(Annotation dataset entries)
|---|
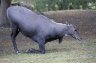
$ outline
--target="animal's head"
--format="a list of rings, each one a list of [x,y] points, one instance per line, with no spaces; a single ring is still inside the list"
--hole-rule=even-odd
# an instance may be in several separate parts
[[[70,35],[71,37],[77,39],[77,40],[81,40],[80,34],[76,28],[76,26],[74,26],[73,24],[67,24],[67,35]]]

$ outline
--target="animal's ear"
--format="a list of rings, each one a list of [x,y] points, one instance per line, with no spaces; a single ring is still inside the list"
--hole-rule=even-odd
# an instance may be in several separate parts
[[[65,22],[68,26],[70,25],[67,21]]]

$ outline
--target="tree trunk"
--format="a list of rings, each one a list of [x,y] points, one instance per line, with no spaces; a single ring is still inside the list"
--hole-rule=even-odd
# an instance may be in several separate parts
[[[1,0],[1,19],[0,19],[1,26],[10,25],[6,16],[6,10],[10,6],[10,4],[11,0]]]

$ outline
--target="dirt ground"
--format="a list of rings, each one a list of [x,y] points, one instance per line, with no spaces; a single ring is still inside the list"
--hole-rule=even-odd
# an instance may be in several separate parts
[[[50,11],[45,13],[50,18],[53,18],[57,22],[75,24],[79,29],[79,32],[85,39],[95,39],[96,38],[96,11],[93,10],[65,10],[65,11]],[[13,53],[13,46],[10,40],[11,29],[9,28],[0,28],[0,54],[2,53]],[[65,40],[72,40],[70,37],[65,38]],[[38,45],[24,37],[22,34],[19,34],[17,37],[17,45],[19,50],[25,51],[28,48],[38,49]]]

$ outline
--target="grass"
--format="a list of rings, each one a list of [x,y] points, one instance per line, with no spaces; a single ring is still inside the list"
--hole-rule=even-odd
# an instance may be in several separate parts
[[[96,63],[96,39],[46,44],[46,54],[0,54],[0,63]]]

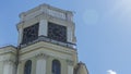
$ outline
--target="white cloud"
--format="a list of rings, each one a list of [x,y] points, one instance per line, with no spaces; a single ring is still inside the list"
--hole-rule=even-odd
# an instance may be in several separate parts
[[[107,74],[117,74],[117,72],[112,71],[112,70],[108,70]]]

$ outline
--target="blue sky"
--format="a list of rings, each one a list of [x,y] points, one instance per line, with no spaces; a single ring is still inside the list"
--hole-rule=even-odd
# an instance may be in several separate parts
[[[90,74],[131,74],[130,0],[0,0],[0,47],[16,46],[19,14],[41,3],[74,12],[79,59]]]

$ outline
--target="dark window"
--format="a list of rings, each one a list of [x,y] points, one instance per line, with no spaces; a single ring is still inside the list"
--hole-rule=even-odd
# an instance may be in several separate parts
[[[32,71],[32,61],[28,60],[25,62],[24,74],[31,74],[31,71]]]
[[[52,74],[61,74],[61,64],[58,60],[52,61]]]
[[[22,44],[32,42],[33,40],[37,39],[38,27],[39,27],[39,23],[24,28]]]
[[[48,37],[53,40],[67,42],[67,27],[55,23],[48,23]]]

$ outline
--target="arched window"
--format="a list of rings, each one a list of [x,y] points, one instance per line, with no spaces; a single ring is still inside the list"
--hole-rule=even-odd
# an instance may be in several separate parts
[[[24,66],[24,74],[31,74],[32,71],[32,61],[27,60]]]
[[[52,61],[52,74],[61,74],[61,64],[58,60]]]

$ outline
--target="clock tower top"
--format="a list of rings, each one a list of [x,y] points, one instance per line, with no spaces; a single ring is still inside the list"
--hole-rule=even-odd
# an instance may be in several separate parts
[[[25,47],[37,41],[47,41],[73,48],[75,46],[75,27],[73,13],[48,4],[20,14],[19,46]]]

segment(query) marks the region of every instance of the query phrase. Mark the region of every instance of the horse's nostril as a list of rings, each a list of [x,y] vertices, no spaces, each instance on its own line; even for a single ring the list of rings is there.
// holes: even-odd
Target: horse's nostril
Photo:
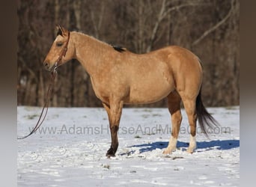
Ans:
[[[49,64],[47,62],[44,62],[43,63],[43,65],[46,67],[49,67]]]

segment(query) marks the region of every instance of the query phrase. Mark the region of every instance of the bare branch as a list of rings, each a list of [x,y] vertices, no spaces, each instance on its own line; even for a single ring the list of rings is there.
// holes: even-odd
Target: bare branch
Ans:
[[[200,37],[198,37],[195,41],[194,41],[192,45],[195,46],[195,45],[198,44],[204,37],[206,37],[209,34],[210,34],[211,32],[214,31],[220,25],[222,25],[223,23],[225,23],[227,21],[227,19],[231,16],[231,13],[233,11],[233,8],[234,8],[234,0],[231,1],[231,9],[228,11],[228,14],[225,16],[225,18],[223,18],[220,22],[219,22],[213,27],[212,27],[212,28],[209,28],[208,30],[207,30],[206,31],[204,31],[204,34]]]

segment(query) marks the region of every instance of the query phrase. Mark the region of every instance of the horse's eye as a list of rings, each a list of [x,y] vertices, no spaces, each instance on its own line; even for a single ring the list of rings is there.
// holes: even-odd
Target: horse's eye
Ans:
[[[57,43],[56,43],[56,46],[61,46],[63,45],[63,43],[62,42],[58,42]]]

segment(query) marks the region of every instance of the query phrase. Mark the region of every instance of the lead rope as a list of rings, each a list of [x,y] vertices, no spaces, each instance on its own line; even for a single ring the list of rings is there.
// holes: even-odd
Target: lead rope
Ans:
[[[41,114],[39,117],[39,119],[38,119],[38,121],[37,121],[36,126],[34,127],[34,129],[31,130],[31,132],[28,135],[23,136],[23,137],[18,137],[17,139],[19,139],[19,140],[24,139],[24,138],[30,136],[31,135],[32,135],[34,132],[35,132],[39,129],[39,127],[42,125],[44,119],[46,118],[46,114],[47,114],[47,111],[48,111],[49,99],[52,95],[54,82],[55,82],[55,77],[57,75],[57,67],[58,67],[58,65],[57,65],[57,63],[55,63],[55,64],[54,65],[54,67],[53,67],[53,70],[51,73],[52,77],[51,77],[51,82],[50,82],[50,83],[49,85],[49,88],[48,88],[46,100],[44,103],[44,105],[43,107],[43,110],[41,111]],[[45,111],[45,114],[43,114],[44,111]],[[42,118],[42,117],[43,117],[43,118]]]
|---|
### WORK TO BE COMPLETED:
How many lines of the records contain the string "rope", with case counting? Give only the number.

### TASK RESULT:
2